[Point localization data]

-=-=-=-=-

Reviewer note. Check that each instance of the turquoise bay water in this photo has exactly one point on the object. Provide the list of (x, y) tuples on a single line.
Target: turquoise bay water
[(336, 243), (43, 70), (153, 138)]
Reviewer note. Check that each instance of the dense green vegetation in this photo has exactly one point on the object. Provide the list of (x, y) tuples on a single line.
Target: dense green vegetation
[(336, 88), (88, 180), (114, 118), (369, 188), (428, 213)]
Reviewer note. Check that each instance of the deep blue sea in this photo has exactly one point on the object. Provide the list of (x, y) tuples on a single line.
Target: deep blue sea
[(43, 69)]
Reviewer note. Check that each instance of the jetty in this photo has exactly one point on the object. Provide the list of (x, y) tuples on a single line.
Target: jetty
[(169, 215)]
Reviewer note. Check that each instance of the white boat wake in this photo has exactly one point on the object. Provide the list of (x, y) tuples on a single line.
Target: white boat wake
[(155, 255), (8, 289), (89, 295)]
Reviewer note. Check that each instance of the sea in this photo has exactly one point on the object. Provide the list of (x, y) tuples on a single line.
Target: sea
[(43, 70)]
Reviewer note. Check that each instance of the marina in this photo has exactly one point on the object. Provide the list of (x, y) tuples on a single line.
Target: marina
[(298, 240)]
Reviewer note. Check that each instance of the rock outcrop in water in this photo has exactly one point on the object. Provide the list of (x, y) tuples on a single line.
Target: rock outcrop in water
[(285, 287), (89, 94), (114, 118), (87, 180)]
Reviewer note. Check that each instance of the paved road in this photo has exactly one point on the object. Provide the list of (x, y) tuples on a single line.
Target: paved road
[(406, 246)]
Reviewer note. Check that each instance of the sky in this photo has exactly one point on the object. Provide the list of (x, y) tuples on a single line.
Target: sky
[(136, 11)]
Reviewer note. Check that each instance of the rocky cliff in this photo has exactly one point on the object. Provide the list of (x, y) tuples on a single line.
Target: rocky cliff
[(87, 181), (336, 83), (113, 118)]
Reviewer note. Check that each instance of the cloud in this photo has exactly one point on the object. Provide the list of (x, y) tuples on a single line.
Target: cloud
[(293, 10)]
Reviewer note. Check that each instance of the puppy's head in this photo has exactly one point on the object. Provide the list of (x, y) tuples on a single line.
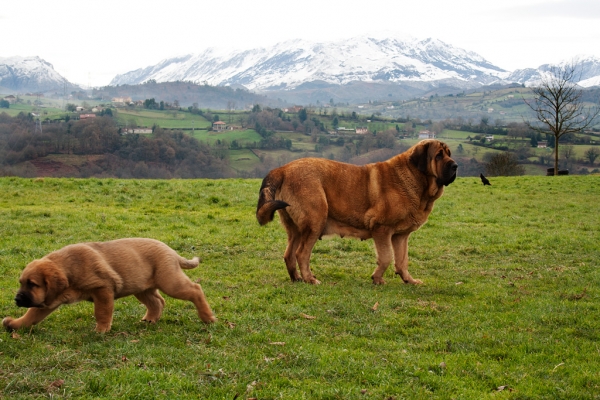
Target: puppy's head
[(432, 157), (41, 281)]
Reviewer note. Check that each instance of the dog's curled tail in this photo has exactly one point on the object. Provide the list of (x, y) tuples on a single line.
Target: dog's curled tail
[(267, 205), (188, 264)]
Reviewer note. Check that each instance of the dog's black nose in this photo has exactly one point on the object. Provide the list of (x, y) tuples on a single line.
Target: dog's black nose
[(22, 300)]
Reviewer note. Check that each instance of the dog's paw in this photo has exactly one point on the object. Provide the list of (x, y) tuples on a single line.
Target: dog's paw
[(102, 328), (378, 281), (209, 320), (6, 322)]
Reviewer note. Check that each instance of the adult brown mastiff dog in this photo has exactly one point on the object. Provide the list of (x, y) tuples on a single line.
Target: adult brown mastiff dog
[(386, 201), (102, 272)]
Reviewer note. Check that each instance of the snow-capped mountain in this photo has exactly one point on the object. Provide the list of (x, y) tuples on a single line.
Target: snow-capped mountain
[(587, 72), (290, 64), (30, 74)]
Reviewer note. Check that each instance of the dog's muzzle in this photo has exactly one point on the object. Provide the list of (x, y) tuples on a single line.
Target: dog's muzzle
[(23, 300)]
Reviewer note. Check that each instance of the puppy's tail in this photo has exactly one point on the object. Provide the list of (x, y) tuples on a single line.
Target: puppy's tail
[(267, 205), (188, 264)]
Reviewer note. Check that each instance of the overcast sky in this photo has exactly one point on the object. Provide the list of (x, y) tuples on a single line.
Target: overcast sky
[(91, 42)]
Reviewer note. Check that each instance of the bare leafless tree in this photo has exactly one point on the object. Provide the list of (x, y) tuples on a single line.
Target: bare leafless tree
[(558, 105), (591, 154)]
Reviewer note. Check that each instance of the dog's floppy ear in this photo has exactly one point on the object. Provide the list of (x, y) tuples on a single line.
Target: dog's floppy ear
[(55, 280), (419, 156)]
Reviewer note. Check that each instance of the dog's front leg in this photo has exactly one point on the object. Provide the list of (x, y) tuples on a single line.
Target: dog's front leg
[(104, 304), (400, 244), (31, 317)]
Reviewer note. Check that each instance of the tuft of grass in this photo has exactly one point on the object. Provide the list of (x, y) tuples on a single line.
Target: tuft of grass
[(508, 309)]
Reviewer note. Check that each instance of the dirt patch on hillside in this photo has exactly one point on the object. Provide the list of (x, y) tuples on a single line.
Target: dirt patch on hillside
[(48, 167)]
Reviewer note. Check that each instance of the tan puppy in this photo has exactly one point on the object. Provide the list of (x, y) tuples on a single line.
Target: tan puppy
[(386, 201), (102, 272)]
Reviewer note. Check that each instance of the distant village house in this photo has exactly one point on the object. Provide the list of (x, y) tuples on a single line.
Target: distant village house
[(124, 100), (219, 126), (426, 135)]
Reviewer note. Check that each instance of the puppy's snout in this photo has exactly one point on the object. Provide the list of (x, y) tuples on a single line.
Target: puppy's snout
[(22, 300)]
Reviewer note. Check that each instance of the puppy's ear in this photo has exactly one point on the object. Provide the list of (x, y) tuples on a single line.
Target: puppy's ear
[(419, 156), (55, 280)]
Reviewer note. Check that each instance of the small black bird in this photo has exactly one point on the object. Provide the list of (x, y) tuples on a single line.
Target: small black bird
[(484, 180)]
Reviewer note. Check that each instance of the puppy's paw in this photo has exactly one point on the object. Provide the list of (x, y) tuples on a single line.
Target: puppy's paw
[(209, 319), (102, 328), (7, 323)]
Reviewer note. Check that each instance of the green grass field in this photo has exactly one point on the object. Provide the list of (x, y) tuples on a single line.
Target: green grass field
[(170, 119), (508, 309)]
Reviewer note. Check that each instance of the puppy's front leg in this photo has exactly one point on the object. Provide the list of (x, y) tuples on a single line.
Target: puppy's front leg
[(31, 317), (104, 304)]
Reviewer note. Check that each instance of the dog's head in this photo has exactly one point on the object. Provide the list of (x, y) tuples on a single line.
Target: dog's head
[(432, 158), (41, 282)]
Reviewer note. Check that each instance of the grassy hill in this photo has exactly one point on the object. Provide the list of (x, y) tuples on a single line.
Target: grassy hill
[(246, 155), (508, 308)]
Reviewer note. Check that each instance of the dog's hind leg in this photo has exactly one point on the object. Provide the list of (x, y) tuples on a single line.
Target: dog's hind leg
[(31, 317), (154, 302), (104, 304), (180, 287), (383, 246), (293, 242), (400, 244)]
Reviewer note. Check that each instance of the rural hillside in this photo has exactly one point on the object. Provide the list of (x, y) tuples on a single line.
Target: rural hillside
[(157, 139)]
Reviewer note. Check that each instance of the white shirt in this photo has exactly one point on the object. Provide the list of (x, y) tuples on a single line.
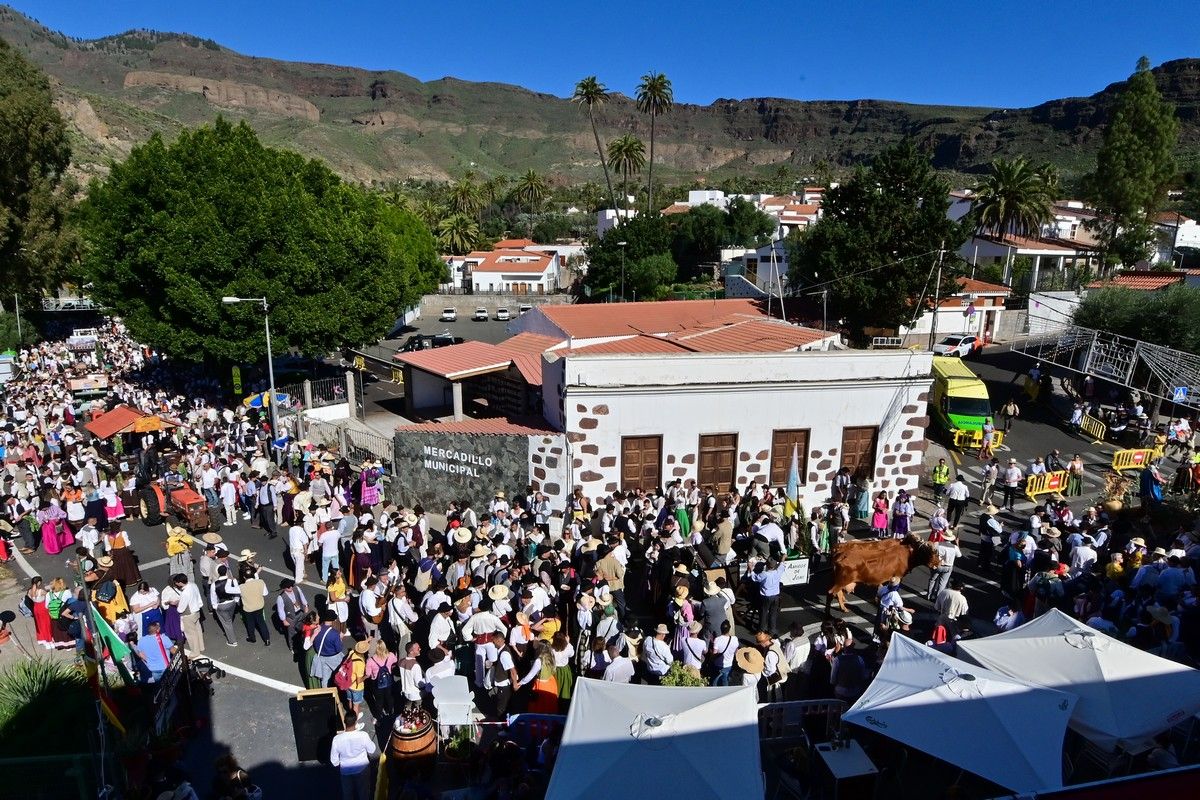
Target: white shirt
[(621, 671), (352, 751)]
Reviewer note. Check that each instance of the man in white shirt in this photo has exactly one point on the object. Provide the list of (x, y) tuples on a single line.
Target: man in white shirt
[(621, 668), (298, 548), (351, 753), (657, 655)]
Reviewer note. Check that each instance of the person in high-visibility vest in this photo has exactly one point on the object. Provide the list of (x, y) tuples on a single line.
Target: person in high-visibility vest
[(940, 476)]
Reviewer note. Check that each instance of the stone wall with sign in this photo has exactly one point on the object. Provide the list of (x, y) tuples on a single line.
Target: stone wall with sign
[(435, 468)]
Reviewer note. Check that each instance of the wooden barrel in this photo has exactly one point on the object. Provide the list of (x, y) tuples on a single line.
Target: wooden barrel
[(421, 743)]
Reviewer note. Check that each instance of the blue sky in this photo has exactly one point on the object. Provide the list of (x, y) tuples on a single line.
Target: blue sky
[(1002, 53)]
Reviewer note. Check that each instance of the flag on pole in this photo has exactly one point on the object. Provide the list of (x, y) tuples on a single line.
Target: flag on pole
[(792, 505)]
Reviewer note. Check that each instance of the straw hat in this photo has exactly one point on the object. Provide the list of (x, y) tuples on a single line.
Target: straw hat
[(750, 660)]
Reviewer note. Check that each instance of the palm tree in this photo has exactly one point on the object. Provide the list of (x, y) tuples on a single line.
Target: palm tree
[(654, 97), (531, 190), (466, 198), (457, 234), (627, 154), (1014, 198), (592, 92)]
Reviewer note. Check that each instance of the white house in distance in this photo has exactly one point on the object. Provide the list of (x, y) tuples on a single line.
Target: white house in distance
[(637, 395), (520, 269)]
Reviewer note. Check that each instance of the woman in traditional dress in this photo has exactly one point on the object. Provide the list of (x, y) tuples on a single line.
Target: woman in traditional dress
[(118, 546), (55, 534), (43, 626)]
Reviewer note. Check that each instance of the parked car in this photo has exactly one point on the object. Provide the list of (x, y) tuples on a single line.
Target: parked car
[(429, 341), (959, 346)]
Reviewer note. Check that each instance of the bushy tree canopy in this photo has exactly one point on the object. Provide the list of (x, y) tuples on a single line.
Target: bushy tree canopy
[(1170, 317), (876, 241), (36, 244), (178, 226)]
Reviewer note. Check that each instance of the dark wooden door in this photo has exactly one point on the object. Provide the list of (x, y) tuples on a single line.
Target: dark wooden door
[(858, 450), (641, 463), (718, 459)]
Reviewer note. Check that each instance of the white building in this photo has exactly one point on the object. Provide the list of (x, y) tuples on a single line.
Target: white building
[(639, 395)]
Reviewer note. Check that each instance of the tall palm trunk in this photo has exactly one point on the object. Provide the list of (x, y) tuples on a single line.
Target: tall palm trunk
[(604, 162), (649, 181)]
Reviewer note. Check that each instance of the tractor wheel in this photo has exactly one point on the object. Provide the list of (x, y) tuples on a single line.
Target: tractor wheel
[(149, 506)]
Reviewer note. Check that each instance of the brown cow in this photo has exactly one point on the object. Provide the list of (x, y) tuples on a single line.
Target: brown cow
[(874, 561)]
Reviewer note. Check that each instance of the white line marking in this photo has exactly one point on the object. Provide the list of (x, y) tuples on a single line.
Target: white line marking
[(262, 680)]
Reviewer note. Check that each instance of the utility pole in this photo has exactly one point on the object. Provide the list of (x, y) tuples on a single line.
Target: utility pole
[(937, 296)]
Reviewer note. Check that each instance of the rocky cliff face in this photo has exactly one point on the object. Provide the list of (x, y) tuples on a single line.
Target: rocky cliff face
[(378, 126)]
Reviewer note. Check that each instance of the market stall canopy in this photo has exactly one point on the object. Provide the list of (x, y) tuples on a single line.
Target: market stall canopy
[(1005, 729), (1126, 695), (119, 420), (659, 741), (262, 400)]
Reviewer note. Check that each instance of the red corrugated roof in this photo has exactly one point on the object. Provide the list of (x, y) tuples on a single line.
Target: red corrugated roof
[(594, 320), (1144, 281), (490, 426), (631, 344), (459, 360), (113, 422), (749, 336)]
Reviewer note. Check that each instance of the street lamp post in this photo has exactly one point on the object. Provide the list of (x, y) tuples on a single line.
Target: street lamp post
[(622, 245), (270, 360)]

-=-=-=-=-

▶ [What is being asked]:
Copy exactly the lines above, starting at the opening line and finishing at the line in which "Reviewer note. Check that each instance of the dense" occurs.

▶ [The completed task]:
Reviewer note. Check that each instance of the turquoise bay water in this photo has exactly one point on the object. Provide the list of (x, y) tuples on a single line.
Target: turquoise bay water
[(336, 243), (43, 70), (153, 138)]
Reviewer note. Check that each instance of the dense green vegetation in this photo has exactly one point on the object. Provide the list of (x, y) tuples on a single line.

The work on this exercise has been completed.